“Island of Lost Souls” (1932) starring Charles Laughton, Bela Lugosi, Richard Arlen & Kathleen Burke / Z-View

Island of Lost Souls (1932)

Director: Erle C. Kenton

Screenplay by: Waldemar Young, Philip Wylie based on THE ISLAND OF DR. MOREAU by H. G. Wells

Starring: Charles Laughton, Bela Lugosi, Richard Arlen, Leila Hyams, Kathleen Burke, Arthur Hohl, Stanley Fields, Paul Hurst.

Tagline: THE PANTHER WOMAN lured men on – only to destroy them body and soul!

The Story:

After a dispute with a supply ship’s drunken Captain, Edward Parker (Arlen), is left stranded on the remote jungle island of Dr. Moreau (Laughton). Moreau welcomes Parker to his home.  Parker thanks him for the hospitality and says he will leave on the next supply ship.  Parker is warned that many wild creatures live on the island.  He is then introduced to Lota (Burke) and Montgomery (Hohl), Moreau’s assistant.

Later as Lota and Edward are talking they hear terrible screams coming from Dr. Moreau’s lab.  Lota tells Edward the lab is called “the house of pain”.  Edward bursts in to find Moreau and Montgomery operating without anesthesia on some sort of human-animal hybrid.

_ _ _ _ _

**Exercise directions**: Rewrite the Island of Lost Souls story summary from "Later as Lota" to "of human-animal hybrid.", replacing "screams" with "cries".

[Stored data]
_ _ _ _ _

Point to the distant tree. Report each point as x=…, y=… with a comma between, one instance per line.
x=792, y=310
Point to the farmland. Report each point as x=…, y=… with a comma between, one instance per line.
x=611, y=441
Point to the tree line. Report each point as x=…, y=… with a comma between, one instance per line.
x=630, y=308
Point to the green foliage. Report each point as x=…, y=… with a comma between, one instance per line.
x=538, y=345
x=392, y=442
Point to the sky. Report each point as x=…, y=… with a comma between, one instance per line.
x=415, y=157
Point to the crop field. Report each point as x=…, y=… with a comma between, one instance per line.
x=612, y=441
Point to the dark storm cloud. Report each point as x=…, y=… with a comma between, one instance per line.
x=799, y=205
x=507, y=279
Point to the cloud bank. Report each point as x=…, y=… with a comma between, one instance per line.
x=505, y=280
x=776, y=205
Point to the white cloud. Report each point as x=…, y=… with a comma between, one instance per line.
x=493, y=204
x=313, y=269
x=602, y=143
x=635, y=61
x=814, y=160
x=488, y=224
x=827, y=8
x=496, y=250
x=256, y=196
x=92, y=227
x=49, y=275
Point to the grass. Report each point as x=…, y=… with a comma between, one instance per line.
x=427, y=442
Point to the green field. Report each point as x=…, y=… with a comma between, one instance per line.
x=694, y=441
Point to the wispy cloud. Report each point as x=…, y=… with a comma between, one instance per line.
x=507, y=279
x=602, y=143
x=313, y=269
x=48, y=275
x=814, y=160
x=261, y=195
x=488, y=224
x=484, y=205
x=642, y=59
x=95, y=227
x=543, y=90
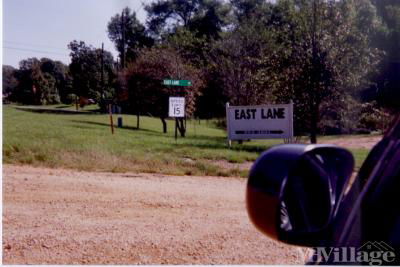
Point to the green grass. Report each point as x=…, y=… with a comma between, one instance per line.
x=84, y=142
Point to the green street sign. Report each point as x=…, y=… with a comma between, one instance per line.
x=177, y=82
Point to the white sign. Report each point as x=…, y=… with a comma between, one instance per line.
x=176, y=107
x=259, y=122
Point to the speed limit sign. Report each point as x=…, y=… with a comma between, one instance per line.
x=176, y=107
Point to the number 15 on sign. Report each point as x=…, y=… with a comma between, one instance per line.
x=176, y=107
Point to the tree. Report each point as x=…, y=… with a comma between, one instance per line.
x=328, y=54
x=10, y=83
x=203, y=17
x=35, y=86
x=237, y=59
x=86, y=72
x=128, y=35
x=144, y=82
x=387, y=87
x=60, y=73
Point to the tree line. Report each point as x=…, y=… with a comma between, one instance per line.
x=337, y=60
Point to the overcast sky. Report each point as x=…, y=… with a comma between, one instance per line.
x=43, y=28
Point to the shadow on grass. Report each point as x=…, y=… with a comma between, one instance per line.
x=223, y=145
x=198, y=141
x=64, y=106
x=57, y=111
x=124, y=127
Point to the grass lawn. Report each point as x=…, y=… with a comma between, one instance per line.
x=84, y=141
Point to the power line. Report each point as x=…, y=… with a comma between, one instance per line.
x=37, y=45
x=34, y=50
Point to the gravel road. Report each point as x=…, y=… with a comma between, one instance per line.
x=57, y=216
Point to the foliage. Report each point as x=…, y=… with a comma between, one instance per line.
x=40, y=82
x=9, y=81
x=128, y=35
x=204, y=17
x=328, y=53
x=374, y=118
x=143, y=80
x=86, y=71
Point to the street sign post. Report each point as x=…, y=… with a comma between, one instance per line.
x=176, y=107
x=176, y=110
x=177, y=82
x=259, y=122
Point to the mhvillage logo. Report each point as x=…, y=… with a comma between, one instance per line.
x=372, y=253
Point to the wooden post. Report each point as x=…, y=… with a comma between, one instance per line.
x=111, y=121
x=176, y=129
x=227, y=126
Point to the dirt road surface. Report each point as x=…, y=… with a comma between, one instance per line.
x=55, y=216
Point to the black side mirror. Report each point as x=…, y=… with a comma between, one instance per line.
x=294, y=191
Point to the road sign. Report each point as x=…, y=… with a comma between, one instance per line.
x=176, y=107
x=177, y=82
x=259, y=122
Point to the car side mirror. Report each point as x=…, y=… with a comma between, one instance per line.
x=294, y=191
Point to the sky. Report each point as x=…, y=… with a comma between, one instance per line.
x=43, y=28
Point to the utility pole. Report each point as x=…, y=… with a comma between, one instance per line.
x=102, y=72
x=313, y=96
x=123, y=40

_ _ _ _ _

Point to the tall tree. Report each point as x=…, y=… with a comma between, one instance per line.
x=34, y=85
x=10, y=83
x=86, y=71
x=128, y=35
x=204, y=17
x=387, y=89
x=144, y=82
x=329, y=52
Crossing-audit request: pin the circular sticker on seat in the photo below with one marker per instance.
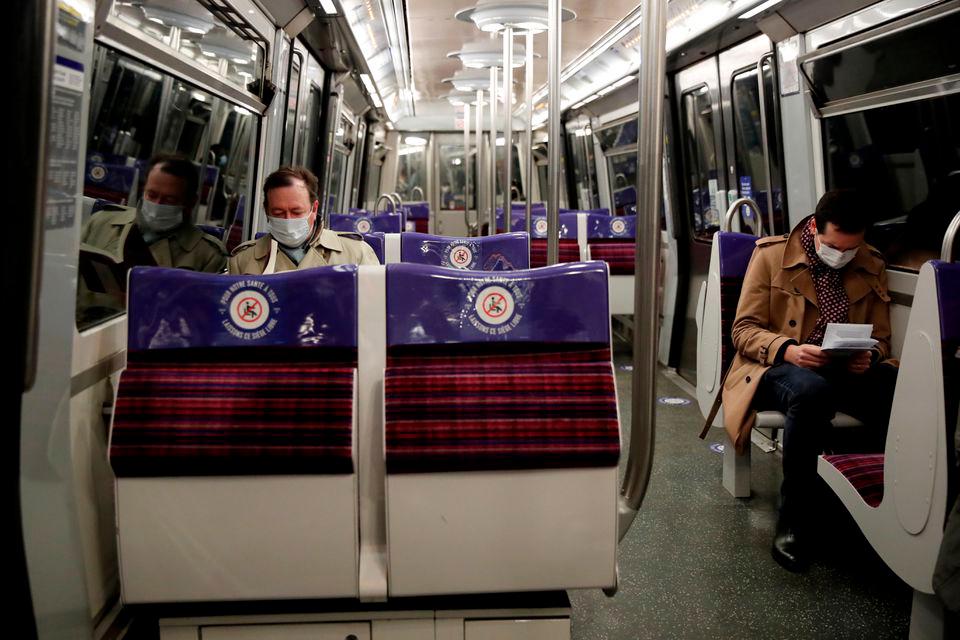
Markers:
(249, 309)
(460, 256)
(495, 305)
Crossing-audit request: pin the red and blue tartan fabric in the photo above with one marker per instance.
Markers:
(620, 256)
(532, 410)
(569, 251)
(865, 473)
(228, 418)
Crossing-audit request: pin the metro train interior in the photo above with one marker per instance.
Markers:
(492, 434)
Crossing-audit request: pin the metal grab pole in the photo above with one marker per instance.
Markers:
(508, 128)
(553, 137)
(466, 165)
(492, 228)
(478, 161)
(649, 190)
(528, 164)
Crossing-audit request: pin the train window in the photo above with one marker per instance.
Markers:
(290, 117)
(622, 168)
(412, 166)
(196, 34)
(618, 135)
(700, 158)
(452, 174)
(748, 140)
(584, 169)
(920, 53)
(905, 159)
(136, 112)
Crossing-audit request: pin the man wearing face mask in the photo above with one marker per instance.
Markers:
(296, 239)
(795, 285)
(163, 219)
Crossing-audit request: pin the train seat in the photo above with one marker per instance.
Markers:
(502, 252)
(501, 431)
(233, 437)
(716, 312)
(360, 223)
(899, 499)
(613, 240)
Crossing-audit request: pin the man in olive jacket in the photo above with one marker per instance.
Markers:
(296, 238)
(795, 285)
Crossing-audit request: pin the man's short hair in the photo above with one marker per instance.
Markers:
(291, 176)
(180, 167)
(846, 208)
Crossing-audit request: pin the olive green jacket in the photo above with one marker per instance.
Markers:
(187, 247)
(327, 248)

_ _ _ _ _

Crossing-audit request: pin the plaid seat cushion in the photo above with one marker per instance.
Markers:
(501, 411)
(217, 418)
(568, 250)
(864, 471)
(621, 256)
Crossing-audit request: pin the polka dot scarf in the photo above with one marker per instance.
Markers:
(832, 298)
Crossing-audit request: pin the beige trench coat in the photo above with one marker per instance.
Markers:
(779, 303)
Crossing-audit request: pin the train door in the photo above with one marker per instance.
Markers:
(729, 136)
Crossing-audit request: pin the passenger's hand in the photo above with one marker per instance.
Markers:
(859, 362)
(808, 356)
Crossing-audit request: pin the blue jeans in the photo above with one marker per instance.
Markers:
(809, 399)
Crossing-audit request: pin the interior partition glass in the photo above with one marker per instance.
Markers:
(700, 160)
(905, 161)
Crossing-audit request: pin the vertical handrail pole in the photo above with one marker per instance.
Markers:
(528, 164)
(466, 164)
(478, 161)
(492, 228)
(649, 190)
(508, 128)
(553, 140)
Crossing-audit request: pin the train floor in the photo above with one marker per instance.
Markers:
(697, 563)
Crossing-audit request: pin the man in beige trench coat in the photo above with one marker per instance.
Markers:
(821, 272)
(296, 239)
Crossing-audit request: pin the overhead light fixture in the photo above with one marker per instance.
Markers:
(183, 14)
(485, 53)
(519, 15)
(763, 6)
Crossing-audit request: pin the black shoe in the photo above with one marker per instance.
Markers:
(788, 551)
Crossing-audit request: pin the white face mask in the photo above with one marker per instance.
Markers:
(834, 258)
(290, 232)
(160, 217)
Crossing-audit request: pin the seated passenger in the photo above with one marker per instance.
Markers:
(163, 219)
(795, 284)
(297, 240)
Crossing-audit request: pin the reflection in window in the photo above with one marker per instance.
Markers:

_ _ _ _ _

**Reply to the exercise**:
Later as Lota and Edward are talking they hear terrible cries coming from Dr. Moreau’s lab.  Lota tells Edward the lab is called “the house of pain”.  Edward bursts in to find Moreau and Montgomery operating without anesthesia on some sort of human-animal hybrid.